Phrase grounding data
"""

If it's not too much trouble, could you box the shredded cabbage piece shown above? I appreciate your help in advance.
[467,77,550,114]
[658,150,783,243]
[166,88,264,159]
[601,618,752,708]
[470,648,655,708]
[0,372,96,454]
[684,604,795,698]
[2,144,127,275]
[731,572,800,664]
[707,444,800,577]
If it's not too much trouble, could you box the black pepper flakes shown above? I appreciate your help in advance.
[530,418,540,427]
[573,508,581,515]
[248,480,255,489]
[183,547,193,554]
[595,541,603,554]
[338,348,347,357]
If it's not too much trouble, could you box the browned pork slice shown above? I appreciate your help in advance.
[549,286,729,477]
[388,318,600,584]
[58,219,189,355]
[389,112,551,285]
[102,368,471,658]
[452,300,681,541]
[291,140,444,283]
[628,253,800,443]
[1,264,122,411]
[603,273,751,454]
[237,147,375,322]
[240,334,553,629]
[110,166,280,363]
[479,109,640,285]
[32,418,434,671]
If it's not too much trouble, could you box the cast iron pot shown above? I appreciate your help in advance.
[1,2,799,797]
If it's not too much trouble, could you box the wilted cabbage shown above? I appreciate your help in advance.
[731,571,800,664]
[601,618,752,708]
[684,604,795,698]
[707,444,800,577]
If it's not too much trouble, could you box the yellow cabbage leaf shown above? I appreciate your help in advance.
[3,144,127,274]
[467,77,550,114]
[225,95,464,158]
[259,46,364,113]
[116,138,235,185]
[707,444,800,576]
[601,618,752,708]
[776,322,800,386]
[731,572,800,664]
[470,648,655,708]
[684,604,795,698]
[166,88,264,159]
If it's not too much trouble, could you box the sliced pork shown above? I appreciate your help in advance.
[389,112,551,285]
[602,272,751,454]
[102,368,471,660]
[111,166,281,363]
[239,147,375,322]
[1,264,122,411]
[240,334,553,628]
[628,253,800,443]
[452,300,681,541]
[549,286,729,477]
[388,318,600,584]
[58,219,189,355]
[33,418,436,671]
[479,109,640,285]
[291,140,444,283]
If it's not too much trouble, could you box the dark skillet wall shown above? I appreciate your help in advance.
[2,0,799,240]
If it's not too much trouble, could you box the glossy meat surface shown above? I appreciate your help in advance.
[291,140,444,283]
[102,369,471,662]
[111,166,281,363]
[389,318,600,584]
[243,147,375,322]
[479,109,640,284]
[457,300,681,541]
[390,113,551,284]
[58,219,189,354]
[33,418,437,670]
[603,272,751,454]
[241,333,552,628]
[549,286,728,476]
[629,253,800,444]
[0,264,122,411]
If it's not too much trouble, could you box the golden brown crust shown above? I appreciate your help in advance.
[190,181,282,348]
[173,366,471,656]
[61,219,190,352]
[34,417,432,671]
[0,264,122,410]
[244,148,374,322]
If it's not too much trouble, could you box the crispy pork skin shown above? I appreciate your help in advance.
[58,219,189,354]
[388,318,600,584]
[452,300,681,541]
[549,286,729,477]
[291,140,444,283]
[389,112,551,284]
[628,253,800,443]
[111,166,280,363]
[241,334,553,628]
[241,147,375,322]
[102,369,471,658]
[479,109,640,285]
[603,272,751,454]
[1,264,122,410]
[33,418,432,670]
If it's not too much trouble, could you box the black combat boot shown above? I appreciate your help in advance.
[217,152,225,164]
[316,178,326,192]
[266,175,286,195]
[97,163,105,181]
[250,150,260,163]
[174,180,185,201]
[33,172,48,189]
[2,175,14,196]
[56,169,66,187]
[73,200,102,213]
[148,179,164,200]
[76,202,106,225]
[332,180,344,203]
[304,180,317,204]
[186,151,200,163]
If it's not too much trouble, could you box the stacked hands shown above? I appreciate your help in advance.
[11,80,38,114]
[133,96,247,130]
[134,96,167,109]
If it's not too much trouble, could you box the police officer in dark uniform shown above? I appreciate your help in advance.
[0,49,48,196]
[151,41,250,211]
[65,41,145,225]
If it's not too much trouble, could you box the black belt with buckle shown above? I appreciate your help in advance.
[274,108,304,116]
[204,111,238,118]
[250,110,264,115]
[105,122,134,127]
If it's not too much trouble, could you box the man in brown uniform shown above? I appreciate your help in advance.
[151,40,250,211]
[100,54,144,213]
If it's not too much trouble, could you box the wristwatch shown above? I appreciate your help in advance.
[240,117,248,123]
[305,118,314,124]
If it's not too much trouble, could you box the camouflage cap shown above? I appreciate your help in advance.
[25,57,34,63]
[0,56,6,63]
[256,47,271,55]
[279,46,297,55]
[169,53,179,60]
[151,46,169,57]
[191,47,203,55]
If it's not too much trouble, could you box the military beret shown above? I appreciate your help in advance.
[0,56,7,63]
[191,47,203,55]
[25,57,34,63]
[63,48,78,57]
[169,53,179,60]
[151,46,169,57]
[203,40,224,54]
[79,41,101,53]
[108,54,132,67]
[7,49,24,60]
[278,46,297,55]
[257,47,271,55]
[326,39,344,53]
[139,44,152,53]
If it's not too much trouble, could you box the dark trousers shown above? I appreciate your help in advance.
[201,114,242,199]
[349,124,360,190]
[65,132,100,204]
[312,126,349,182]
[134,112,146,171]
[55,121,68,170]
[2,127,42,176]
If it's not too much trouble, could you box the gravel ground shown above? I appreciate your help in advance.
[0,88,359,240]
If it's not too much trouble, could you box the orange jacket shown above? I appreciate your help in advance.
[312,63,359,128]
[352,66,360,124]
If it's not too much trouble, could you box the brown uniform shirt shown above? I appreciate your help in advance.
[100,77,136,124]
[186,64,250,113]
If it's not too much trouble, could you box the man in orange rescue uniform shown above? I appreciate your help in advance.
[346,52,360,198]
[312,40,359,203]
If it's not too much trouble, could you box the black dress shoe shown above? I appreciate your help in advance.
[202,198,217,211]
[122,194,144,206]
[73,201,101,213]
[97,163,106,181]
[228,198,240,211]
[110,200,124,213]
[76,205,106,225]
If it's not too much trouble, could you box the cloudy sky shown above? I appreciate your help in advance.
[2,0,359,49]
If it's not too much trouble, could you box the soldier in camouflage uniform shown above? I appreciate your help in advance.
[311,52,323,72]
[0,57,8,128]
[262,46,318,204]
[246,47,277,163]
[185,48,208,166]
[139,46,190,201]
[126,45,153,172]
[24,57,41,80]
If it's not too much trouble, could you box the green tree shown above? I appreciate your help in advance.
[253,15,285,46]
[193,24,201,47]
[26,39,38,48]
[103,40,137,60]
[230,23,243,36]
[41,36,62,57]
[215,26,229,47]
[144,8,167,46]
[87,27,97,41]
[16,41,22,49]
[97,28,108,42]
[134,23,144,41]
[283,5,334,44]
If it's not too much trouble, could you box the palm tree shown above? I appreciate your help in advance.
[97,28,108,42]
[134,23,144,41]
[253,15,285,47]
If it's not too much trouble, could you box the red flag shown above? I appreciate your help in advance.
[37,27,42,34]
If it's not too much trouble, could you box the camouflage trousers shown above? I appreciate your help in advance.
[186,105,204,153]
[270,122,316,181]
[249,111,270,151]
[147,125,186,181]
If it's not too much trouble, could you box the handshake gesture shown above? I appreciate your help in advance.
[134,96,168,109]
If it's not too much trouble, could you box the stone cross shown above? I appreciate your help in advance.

"""

> **Task**
Return all of the entries word for word.

> **Exercise result**
If it's not too much trouble, could you box the shredded cabbage piece shown above? I appreciate your help in advance.
[467,77,550,114]
[658,150,783,243]
[166,88,264,159]
[601,618,752,708]
[470,648,655,708]
[0,372,96,454]
[684,604,795,698]
[2,144,127,275]
[731,572,800,664]
[707,444,800,577]
If it's not too much trouble, could you box the black pepper flakes shown above? I appreciate your help in advance.
[530,418,540,427]
[573,508,581,515]
[248,480,255,489]
[183,547,193,554]
[595,541,603,554]
[338,348,347,357]
If it's not too much trouble, could you box the browned pork slice shown above? I appreciate your help in advance.
[549,286,729,477]
[388,318,600,584]
[58,219,189,355]
[389,112,551,285]
[102,368,471,658]
[452,300,681,541]
[291,140,444,283]
[628,253,800,443]
[1,264,122,411]
[603,273,751,454]
[237,147,375,322]
[240,334,553,629]
[110,166,280,363]
[479,109,640,285]
[32,418,434,671]
If it's not too much trouble, could you box the cast iron pot shown above? I appreciate your help in advance.
[1,2,799,797]
If it's not too much trouble, could you box the wilted cabbage shown above? I appreciate your help in advance.
[731,571,800,664]
[601,618,752,708]
[684,604,795,698]
[707,444,800,577]
If it's not too much trouble, could you box the yellow cabbage leaf shown above? I appreciate your help in advance.
[3,144,127,274]
[467,77,550,114]
[225,95,464,158]
[259,46,364,113]
[116,138,235,185]
[707,444,800,576]
[601,618,752,708]
[776,322,800,386]
[731,572,800,664]
[470,648,655,708]
[684,604,795,698]
[166,88,264,159]
If it's not too much trouble, could you box the sliced pork shown above? I appreciate your help in advance.
[389,112,551,285]
[602,272,751,454]
[102,368,471,660]
[111,166,281,363]
[239,147,375,322]
[1,264,122,411]
[240,334,553,628]
[628,253,800,443]
[452,300,681,541]
[549,286,729,477]
[388,318,600,584]
[58,219,189,355]
[33,418,436,671]
[479,109,640,285]
[291,140,444,283]
If it's not too much trouble, could you box the dark skillet wall shown above? I appreciate your help in advance.
[2,0,799,240]
If it's not too much trouble, could you box the glossy meat surface shown above? I appreciate your help in advance.
[291,140,444,283]
[102,369,471,662]
[111,166,281,363]
[389,318,600,584]
[243,147,375,322]
[479,109,640,284]
[457,300,681,541]
[390,113,551,284]
[58,219,189,354]
[33,418,437,670]
[603,272,751,454]
[241,333,552,628]
[549,286,728,476]
[629,253,800,444]
[0,264,122,411]
If it's not too much trouble, could you box the golden brown crust shown above? I appreciate your help in advance.
[190,181,282,348]
[173,366,471,656]
[61,219,190,352]
[34,417,432,671]
[0,264,122,410]
[244,148,374,322]
If it's not too much trouble, could you box the crispy pork skin shown above? I appreciate your help in advance.
[58,219,189,354]
[388,318,600,584]
[452,300,681,541]
[549,286,729,477]
[291,140,444,283]
[389,112,551,284]
[628,253,800,443]
[111,166,280,363]
[241,334,553,628]
[241,147,375,322]
[102,369,471,658]
[479,109,640,285]
[603,272,751,454]
[1,264,122,410]
[33,418,432,670]
If it's not too much trouble, could you box the black combat boot shown above? I appreciate your help in advance.
[217,152,225,164]
[316,178,326,192]
[266,175,286,195]
[97,163,105,181]
[250,150,260,163]
[174,180,185,201]
[33,172,48,189]
[2,175,14,196]
[56,169,66,187]
[73,200,102,213]
[148,179,164,200]
[76,202,106,225]
[332,180,344,203]
[304,180,317,204]
[186,151,200,163]
If it's not too much trouble, could you box the stacked hands shown above? I appreciate your help in advance.
[11,80,38,114]
[133,96,247,130]
[134,96,167,109]
If it's not too much trouble, could you box the police officer in dark uniform shown above? I appreciate your help in advance.
[0,49,48,196]
[151,41,250,211]
[65,41,145,225]
If it's not too much trouble, could you box the black belt with buckle shown above? I appreciate your help in advance.
[274,108,304,116]
[204,111,238,118]
[250,110,264,115]
[105,122,134,127]
If it's not too much trouble, could you box the man in brown uniform shown above? I appreciate your help in advance.
[151,40,250,211]
[100,54,144,213]
If it's not too much trouble, could you box the wristwatch shown above? I appreciate your help in advance.
[240,117,248,123]
[305,118,314,124]
If it's not too much trouble, could you box the camouflage cap shown above? I appreciate your help in advance.
[25,57,34,63]
[0,56,6,63]
[256,47,271,55]
[279,46,297,55]
[169,53,179,60]
[151,46,169,57]
[191,47,203,55]
If it's not too much trouble, could you box the military beret shown above? I appreciate your help in advance.
[0,56,7,63]
[191,47,203,55]
[25,57,34,63]
[63,48,78,57]
[169,53,179,60]
[151,46,169,57]
[203,40,224,54]
[79,41,101,53]
[108,54,132,67]
[7,49,24,60]
[278,46,297,55]
[257,47,271,55]
[326,39,344,53]
[139,44,152,53]
If it's not too much trouble, could you box the dark trousers shown above? I appreciate your help in advance.
[201,114,242,199]
[349,124,360,190]
[65,132,100,204]
[312,126,349,182]
[134,112,146,171]
[55,121,68,170]
[2,127,42,176]
If it's not too much trouble, could you box the gravel ground shown above? I appreciate your help in advance.
[0,88,359,240]
If it's not too much trouble, could you box the orange jacket shown above? I appreciate your help in advance.
[312,63,359,128]
[352,66,360,124]
If it's not too much trouble, could you box the brown uniform shirt shown above? I appreciate your help in advance.
[100,77,136,124]
[186,64,250,113]
If it's not too much trouble, could you box the man in orange rescue uniform shown above? I appreciate your help in advance.
[346,52,360,198]
[312,40,359,203]
If it's not too much trouble, could you box the black dress shoe shown above? I appreciate your help in advance.
[202,198,217,211]
[122,194,144,206]
[73,201,101,213]
[97,163,106,181]
[228,198,240,211]
[110,200,124,213]
[76,205,106,225]
If it's not too much trouble, could you box the cloudy sky shown above? I appreciate your help in advance.
[2,0,359,49]
If it's not too much trouble, could you box the soldier in camouflage uniform shown above? I appreciate your help in advance.
[311,52,323,72]
[0,57,8,128]
[262,46,318,204]
[246,47,277,163]
[185,48,208,166]
[139,46,190,201]
[126,45,153,172]
[24,57,41,80]
If it's not too much trouble, could you box the green tree shown above? I appreciate your help in advance.
[253,15,285,46]
[193,24,201,47]
[26,39,38,48]
[103,40,137,60]
[230,23,243,36]
[41,36,62,57]
[215,26,229,47]
[144,8,167,46]
[87,27,97,41]
[16,41,22,49]
[97,28,108,42]
[134,23,144,41]
[283,5,334,44]
If it's not too much trouble, could you box the palm tree shown above? I appreciate your help in advance.
[97,28,108,42]
[134,23,144,41]
[253,15,285,47]
If it's not too much trouble, could you box the red flag shown above? I appreciate your help in advance.
[37,27,42,34]
If it's not too much trouble, could you box the camouflage trousers shown above? I appreciate your help in advance.
[186,105,204,153]
[270,122,316,181]
[249,111,270,151]
[147,125,186,181]
If it's not too much trouble, could you box the handshake gesture shown above? I appreciate your help in advance.
[134,96,168,109]
If it's not too much trouble, could you box the stone cross shown above? I appreciate your help in advance.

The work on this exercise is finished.